+++ Data extracts +++

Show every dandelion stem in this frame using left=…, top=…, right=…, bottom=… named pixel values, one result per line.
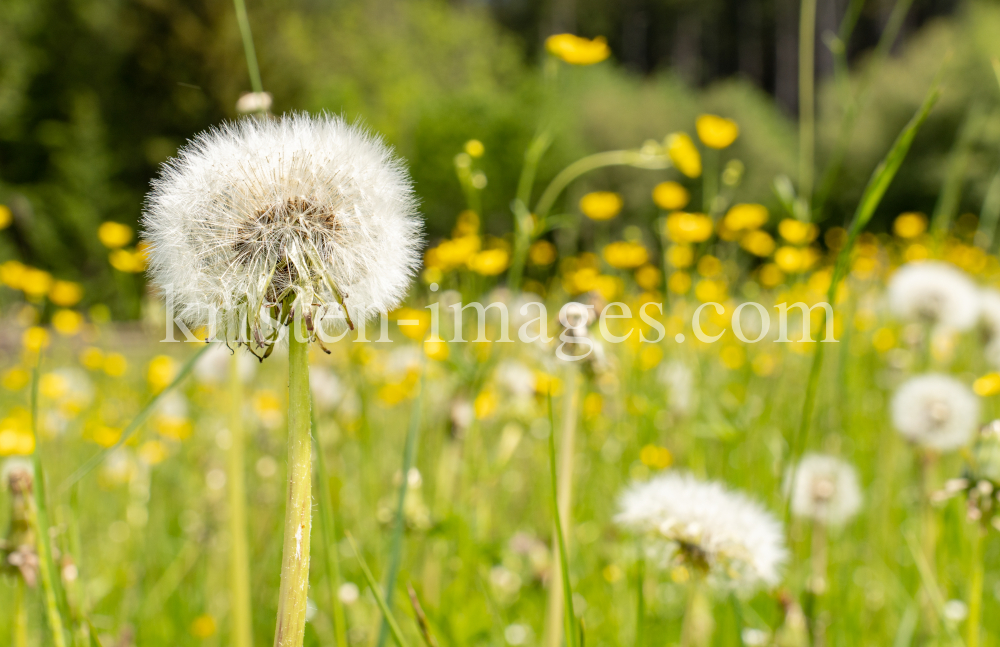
left=273, top=315, right=313, bottom=647
left=232, top=0, right=263, bottom=94
left=228, top=352, right=254, bottom=647
left=680, top=577, right=712, bottom=647
left=968, top=523, right=984, bottom=647
left=635, top=551, right=645, bottom=647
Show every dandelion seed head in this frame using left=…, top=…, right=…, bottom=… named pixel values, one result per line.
left=787, top=453, right=862, bottom=526
left=887, top=261, right=979, bottom=331
left=142, top=113, right=422, bottom=349
left=615, top=472, right=787, bottom=590
left=891, top=373, right=980, bottom=451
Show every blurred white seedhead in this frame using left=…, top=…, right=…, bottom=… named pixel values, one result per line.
left=236, top=92, right=273, bottom=114
left=891, top=373, right=980, bottom=451
left=658, top=361, right=696, bottom=416
left=142, top=113, right=422, bottom=358
left=309, top=365, right=344, bottom=413
left=193, top=343, right=258, bottom=385
left=887, top=261, right=979, bottom=331
left=615, top=472, right=787, bottom=591
left=787, top=453, right=862, bottom=527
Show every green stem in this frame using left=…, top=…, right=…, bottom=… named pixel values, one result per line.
left=314, top=425, right=349, bottom=647
left=702, top=149, right=718, bottom=215
left=968, top=524, right=984, bottom=647
left=376, top=375, right=425, bottom=647
left=232, top=0, right=263, bottom=94
left=229, top=353, right=254, bottom=647
left=635, top=551, right=645, bottom=647
left=273, top=316, right=313, bottom=647
left=798, top=0, right=817, bottom=204
left=680, top=578, right=713, bottom=647
left=14, top=577, right=27, bottom=647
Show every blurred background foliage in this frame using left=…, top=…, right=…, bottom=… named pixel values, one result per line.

+++

Exercise objective
For this exercise, transcribe the data exactly but without its pictures.

Solution for this exercise
Show every dandelion stem in this frame using left=…, top=…, right=…, bottom=… named pixel values, one result per line.
left=273, top=315, right=313, bottom=647
left=232, top=0, right=263, bottom=94
left=228, top=352, right=254, bottom=647
left=680, top=577, right=712, bottom=647
left=968, top=523, right=984, bottom=647
left=635, top=551, right=645, bottom=647
Show every dandelion seed head in this frame using left=…, top=…, right=…, bottom=… named pixel values, one result per line.
left=787, top=453, right=862, bottom=526
left=887, top=261, right=979, bottom=331
left=142, top=113, right=422, bottom=349
left=615, top=472, right=787, bottom=590
left=891, top=373, right=980, bottom=451
Show every blurred white seedhead in this frame using left=…, top=…, right=…, bottom=… named pixel values, one result per line.
left=236, top=92, right=273, bottom=114
left=891, top=373, right=980, bottom=451
left=658, top=361, right=696, bottom=416
left=142, top=113, right=422, bottom=358
left=309, top=365, right=344, bottom=413
left=193, top=343, right=258, bottom=385
left=887, top=261, right=979, bottom=331
left=615, top=472, right=787, bottom=591
left=787, top=453, right=862, bottom=527
Show every green stem in this frame using left=…, top=…, right=…, bottom=… named pixel values, one result per line.
left=314, top=425, right=349, bottom=647
left=702, top=149, right=718, bottom=215
left=968, top=524, right=984, bottom=647
left=376, top=375, right=425, bottom=647
left=232, top=0, right=263, bottom=94
left=229, top=353, right=254, bottom=647
left=635, top=551, right=645, bottom=647
left=273, top=316, right=313, bottom=647
left=798, top=0, right=817, bottom=204
left=680, top=578, right=713, bottom=647
left=14, top=577, right=27, bottom=647
Show every blurred background foliage in this frame using left=…, top=…, right=…, bottom=… named pixel values, one result per line.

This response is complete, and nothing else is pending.